[DESCRIPTION OF THE TASK]
Copy out only the span from the line with "shaped like (23,142)." to the end of the data, both ends kept, word for word.

[GIVEN DATA]
====

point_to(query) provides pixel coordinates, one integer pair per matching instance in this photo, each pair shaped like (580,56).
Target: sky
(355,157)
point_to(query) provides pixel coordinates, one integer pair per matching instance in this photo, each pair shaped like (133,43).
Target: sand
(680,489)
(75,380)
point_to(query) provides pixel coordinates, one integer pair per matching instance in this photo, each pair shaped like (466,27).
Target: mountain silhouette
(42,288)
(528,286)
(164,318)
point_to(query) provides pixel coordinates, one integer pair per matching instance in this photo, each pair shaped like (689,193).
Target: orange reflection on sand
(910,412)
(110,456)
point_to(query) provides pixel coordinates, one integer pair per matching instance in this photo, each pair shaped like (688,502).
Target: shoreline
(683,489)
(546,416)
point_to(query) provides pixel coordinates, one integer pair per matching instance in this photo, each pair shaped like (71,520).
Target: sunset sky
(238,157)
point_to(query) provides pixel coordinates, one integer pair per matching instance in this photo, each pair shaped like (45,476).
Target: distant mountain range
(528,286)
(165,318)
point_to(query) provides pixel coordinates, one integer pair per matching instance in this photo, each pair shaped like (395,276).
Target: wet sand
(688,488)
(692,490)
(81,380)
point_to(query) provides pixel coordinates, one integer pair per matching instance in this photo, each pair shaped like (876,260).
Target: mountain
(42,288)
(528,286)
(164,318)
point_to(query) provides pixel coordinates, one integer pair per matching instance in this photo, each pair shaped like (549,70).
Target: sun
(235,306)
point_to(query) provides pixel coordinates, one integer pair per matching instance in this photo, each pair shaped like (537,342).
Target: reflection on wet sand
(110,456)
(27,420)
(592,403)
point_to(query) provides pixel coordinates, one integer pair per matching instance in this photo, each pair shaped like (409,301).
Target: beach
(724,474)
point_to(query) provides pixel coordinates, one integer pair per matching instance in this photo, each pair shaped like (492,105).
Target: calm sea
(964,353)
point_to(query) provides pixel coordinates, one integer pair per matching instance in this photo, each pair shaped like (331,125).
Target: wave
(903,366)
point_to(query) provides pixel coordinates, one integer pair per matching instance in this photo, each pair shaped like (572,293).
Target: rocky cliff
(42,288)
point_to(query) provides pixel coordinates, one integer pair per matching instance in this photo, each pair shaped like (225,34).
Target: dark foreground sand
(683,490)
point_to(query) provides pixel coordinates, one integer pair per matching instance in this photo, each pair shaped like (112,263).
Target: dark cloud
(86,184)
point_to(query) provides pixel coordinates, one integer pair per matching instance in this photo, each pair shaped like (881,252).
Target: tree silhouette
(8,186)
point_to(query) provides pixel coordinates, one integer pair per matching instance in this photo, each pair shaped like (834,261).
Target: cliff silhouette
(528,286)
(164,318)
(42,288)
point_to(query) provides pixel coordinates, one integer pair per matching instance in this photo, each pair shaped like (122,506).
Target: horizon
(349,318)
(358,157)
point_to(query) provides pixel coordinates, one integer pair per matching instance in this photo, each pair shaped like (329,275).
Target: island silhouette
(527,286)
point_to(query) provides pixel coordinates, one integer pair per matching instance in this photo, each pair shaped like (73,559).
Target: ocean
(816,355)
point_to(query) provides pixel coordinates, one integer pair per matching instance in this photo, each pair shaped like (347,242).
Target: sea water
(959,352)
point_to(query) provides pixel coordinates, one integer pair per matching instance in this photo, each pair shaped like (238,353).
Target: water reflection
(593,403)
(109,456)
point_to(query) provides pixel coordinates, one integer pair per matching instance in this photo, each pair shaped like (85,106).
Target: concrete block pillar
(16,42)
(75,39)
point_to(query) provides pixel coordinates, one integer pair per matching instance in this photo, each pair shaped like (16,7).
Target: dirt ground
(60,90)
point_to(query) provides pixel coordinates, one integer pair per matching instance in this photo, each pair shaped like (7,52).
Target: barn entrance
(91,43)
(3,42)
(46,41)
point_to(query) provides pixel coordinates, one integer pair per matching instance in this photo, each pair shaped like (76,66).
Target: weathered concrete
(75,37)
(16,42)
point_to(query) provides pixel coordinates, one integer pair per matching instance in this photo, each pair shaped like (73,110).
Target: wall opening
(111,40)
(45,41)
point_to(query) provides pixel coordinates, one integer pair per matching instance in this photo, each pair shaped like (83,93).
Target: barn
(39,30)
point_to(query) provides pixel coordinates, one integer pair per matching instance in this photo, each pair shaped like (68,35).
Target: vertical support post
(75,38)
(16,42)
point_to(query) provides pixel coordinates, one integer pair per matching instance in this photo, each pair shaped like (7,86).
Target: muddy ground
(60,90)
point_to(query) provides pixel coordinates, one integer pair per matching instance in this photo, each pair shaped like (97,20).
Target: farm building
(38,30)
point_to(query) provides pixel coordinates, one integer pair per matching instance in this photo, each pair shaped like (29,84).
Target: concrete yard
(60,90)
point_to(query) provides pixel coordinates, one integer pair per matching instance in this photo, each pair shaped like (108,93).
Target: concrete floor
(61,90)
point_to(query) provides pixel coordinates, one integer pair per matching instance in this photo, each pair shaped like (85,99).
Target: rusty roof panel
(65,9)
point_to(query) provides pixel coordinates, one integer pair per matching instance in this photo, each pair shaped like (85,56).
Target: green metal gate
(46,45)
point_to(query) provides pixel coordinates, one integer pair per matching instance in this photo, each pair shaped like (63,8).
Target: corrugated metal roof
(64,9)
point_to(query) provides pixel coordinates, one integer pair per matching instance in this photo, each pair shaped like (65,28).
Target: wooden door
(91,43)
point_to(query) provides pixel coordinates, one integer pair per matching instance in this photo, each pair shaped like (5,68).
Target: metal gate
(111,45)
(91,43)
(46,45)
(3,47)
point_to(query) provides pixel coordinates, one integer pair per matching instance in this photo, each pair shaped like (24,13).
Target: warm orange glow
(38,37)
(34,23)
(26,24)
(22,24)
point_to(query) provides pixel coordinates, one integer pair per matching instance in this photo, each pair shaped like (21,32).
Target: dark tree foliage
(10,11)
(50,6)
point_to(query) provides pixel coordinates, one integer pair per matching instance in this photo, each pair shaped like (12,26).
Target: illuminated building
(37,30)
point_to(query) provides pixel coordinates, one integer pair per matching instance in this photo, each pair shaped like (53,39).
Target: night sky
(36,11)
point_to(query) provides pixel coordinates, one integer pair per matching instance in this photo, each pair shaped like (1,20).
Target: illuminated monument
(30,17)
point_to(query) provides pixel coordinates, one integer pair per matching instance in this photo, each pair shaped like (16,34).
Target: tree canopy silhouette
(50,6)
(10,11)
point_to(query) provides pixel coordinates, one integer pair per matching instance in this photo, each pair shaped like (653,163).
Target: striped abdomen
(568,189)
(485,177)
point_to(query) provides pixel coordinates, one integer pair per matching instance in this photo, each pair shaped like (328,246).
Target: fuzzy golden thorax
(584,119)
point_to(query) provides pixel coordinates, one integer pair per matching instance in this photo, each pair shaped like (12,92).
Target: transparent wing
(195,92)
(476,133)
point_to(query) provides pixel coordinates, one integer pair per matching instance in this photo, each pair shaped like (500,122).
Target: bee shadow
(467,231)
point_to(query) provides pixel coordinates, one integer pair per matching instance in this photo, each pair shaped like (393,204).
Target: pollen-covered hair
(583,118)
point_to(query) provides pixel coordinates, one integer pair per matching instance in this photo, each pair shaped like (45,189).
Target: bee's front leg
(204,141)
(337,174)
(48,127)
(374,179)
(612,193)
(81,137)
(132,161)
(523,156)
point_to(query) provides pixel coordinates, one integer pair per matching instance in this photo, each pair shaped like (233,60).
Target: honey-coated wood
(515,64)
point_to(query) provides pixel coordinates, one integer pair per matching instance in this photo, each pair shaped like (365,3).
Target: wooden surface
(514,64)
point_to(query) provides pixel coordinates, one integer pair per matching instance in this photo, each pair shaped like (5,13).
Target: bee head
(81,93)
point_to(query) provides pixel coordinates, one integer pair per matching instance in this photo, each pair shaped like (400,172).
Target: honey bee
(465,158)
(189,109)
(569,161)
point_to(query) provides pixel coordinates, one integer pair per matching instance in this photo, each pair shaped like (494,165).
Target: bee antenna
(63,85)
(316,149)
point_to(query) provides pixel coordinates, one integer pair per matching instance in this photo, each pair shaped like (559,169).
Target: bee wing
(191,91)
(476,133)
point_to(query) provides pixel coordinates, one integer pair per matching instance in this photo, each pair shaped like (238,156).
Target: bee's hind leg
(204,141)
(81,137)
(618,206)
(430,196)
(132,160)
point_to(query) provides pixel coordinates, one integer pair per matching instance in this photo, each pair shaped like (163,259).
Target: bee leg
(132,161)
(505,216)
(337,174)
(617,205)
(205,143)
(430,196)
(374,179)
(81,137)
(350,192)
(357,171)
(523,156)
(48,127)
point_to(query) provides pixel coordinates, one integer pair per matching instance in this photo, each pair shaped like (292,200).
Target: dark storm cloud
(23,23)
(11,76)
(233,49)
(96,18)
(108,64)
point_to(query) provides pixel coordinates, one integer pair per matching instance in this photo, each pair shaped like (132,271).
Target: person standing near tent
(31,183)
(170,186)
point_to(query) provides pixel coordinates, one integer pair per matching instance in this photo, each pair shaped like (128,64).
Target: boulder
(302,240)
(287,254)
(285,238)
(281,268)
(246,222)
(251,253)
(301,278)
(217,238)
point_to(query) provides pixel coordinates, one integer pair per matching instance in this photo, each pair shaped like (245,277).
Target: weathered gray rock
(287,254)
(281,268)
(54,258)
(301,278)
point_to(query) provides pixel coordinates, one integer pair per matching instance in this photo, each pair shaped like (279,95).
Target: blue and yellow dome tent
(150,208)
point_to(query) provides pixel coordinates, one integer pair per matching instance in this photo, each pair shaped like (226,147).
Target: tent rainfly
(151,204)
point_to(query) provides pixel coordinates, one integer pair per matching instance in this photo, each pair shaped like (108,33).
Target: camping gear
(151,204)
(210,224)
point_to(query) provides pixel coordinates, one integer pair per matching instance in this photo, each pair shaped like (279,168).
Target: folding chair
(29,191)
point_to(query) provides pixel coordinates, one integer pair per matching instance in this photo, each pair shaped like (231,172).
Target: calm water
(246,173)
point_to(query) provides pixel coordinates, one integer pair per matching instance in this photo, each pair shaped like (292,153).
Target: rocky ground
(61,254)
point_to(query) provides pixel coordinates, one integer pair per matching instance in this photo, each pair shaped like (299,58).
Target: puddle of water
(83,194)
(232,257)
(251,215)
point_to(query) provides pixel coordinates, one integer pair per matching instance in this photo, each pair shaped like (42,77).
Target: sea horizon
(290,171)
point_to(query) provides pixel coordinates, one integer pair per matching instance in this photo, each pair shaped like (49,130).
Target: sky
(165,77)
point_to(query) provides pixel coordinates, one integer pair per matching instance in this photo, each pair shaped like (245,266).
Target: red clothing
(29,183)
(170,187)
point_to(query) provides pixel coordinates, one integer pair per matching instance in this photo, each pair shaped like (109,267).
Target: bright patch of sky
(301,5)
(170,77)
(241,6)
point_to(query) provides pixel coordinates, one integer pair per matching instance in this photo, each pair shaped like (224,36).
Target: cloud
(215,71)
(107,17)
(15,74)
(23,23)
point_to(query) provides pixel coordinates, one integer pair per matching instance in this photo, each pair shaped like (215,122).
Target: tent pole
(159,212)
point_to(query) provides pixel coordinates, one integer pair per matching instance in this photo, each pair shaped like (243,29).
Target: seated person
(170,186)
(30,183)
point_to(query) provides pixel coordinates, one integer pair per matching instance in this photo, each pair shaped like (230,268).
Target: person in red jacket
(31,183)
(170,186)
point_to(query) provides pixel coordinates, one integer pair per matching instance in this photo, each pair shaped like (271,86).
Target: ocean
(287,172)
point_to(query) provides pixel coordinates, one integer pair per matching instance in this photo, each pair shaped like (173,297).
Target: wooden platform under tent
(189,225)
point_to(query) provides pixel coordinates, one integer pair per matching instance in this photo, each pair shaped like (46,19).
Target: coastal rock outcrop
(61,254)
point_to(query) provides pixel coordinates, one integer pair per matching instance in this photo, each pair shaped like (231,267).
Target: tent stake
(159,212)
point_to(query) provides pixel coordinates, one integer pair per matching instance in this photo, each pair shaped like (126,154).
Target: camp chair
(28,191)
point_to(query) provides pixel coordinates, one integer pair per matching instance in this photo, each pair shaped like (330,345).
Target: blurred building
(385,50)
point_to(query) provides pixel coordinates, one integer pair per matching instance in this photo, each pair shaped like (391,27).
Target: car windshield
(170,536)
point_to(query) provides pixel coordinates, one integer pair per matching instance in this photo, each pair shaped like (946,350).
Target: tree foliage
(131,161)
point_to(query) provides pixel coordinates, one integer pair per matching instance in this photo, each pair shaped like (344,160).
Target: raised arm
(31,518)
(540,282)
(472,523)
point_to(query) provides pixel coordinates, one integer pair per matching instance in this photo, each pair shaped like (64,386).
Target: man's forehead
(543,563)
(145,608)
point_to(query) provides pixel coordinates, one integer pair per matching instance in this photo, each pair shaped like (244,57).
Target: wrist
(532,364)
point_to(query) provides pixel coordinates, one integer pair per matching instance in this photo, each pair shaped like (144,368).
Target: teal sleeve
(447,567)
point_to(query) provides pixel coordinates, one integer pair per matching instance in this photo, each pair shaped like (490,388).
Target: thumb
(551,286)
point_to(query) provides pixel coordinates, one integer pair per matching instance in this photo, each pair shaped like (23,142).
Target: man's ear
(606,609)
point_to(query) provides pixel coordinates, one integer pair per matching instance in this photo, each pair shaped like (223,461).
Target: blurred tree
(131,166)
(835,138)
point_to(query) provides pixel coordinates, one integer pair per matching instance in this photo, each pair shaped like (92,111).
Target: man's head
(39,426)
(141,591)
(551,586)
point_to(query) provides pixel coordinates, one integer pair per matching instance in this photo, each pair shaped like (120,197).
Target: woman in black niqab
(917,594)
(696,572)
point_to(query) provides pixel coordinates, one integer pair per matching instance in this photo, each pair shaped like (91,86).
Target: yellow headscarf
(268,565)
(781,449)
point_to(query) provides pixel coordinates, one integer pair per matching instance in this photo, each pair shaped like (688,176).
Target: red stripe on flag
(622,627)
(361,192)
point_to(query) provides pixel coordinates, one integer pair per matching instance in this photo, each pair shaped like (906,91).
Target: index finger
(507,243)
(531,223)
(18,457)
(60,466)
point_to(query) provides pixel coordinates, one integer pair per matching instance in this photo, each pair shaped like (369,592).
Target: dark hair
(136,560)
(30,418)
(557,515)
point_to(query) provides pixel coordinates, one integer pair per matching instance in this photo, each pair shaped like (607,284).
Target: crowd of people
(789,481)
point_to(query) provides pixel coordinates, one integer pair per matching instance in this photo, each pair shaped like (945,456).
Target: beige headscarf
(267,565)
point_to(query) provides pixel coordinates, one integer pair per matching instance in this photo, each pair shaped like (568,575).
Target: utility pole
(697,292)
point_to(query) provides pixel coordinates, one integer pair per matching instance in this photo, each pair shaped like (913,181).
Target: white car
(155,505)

====

[SOLUTION TO THIS TASK]
point_to(query) provides pixel coordinates, one integer pair per matching instance in this photo, each pair shaped like (23,142).
Target: man's ear
(606,609)
point_to(query) provides pixel coordinates, one integer pair per matching instance in this photo, each pair shaped like (223,461).
Target: blurred tree
(131,166)
(835,138)
point_to(query) provides pixel coordinates, one integer pair per matching instance in this photo, each pair shaped like (92,111).
Target: man's head
(39,426)
(141,591)
(551,586)
point_to(query) provides pixel coordinates, one integer pair per matching instance in this photo, each pair shaped like (120,197).
Target: woman in black niqab
(917,594)
(696,572)
point_to(query) provides pixel coordinates, one integer pair per matching instance in this photo, each pair shaped like (91,86).
Target: yellow headscarf
(268,565)
(781,449)
point_to(query) provides pixel coordinates, one integer pair per matching instance in this photo, each pair shaped like (688,176).
Target: red stripe on flag
(622,627)
(361,192)
point_to(query) provides pixel coordinates, one integer pair per matching instance in this photo, each pair shaped like (906,91).
Target: index finger
(507,243)
(531,223)
(18,457)
(60,466)
point_to(query) provides pixel coordinates, one integer pair per matching instance in this photo, each pair shaped like (369,592).
Target: dark hair
(136,560)
(30,418)
(557,515)
point_to(query) provides pixel coordinates, one integer pair per matching instance in this photo, each pair shaped like (607,284).
Target: crowd of people
(789,481)
point_to(query) provides pixel coordinates, one integer pair per matching instance in this photo, each pair shaped like (945,456).
Target: beige headscarf
(267,565)
point_to(query) provides pixel coordinates, one integer pair per matching instance in this photo, each pair shaped like (568,575).
Target: utility pole
(697,292)
point_to(query) provides pixel coordinates, one integer pair per matching instance in this photo, each pair shaped like (913,181).
Target: white car
(155,505)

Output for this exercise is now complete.